PROBLEM SET:
[1] Translate into Spanish this sentence from the Marco Beasley biography below: "Beasley sang the lead role of the Ancient Mariner in Luca Francesconi's opera Ballata at the Leipzig Opera in 2002."
[2] Answer these questions using the Marco Beasley biography below:
(a) In which city was Beasley born?
(b) In what year was the Accordone ensemble founded?
(c) Which violinist replaced Stefano Rocco?
** START EXCERPTED TEXT **
Marco Beasley  (26 February 1957, Naples) is an Italian tenor, voice-actor and musicologist.

With composer and harpsichordist Guido Morini, Beasley was one of the three founding members of the Accordone early music ensemble in 1984; Stefano Rocco was later replaced by violinist Enrico Gatti. Beasley is a notable advocate in baroque performance practice for the revival of the recitar cantando of baroque Italy and the frottole of Naples, though his "folk" touches are not equally appreciated by all classical music critics.

Beasley sang the lead role of the Ancient Mariner in Luca Francesconi's opera Ballata at the Leipzig Opera in 2002.
** END EXCERPTED TEXT **
** START DATASET ENTRIES **
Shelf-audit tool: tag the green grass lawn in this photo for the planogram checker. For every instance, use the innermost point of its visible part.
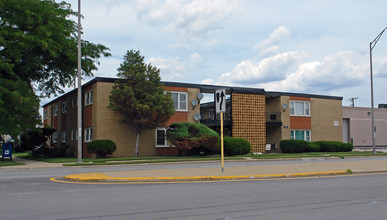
(7, 162)
(70, 161)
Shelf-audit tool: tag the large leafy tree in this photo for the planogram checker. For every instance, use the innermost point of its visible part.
(38, 53)
(139, 95)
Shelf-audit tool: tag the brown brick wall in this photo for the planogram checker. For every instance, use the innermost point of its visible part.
(302, 123)
(299, 98)
(248, 113)
(178, 117)
(176, 89)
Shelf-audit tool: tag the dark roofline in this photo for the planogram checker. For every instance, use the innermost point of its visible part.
(207, 89)
(277, 94)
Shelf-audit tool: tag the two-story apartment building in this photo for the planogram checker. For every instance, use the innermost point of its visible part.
(100, 122)
(262, 118)
(288, 116)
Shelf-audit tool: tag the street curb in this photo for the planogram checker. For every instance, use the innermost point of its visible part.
(99, 177)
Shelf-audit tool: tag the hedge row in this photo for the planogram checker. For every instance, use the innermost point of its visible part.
(236, 146)
(298, 146)
(101, 147)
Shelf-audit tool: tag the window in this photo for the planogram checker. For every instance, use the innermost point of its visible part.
(73, 103)
(89, 97)
(64, 107)
(88, 134)
(299, 108)
(180, 100)
(300, 135)
(74, 133)
(55, 137)
(161, 137)
(55, 110)
(63, 137)
(45, 114)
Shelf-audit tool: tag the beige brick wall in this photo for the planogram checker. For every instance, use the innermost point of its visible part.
(193, 95)
(326, 119)
(248, 113)
(285, 117)
(108, 124)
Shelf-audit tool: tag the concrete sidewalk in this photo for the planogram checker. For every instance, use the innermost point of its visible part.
(333, 167)
(32, 164)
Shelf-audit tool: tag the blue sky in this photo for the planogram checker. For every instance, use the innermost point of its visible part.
(307, 46)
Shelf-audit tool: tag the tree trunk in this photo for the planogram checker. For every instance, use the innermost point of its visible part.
(138, 134)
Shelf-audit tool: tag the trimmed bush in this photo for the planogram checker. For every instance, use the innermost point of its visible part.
(193, 139)
(293, 146)
(236, 146)
(334, 146)
(313, 147)
(101, 147)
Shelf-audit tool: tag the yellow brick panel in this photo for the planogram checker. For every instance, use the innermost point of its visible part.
(249, 122)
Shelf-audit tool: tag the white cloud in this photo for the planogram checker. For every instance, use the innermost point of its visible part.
(342, 70)
(207, 81)
(266, 70)
(195, 58)
(171, 69)
(276, 36)
(193, 19)
(290, 72)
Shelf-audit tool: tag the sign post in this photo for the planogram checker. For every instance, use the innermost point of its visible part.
(220, 107)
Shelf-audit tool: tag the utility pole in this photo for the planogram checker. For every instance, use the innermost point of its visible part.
(79, 113)
(372, 45)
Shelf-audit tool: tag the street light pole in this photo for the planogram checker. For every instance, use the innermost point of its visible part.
(79, 99)
(372, 45)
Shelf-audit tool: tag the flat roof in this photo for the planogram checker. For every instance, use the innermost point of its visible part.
(209, 89)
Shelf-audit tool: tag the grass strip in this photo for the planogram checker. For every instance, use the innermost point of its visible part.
(6, 163)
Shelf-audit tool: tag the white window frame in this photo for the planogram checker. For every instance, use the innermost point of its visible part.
(55, 110)
(156, 138)
(88, 134)
(76, 134)
(45, 114)
(306, 138)
(55, 137)
(306, 108)
(181, 105)
(64, 106)
(89, 97)
(73, 103)
(63, 137)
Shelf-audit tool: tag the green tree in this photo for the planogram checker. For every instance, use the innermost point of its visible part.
(139, 96)
(19, 107)
(38, 53)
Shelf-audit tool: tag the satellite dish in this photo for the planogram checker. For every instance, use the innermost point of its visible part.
(197, 117)
(200, 96)
(194, 102)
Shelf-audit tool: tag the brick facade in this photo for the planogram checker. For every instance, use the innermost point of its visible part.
(249, 122)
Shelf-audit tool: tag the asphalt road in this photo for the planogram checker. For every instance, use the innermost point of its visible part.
(29, 194)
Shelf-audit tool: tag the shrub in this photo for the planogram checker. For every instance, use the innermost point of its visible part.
(193, 139)
(293, 146)
(47, 151)
(236, 146)
(313, 147)
(101, 147)
(334, 146)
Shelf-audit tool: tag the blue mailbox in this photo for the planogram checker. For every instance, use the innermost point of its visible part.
(7, 151)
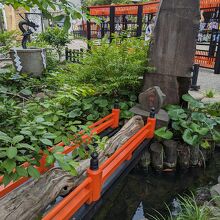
** END DATASET ENTRIES **
SOLUTION SET:
[1] Beasley cantó el papel principal del Viejo Marinero en la ópera Ballata de Luca Francesconi en la Ópera de Leipzig en 2002.

[2]
(a) Naples
(b) 1984
(c) Enrico Gatti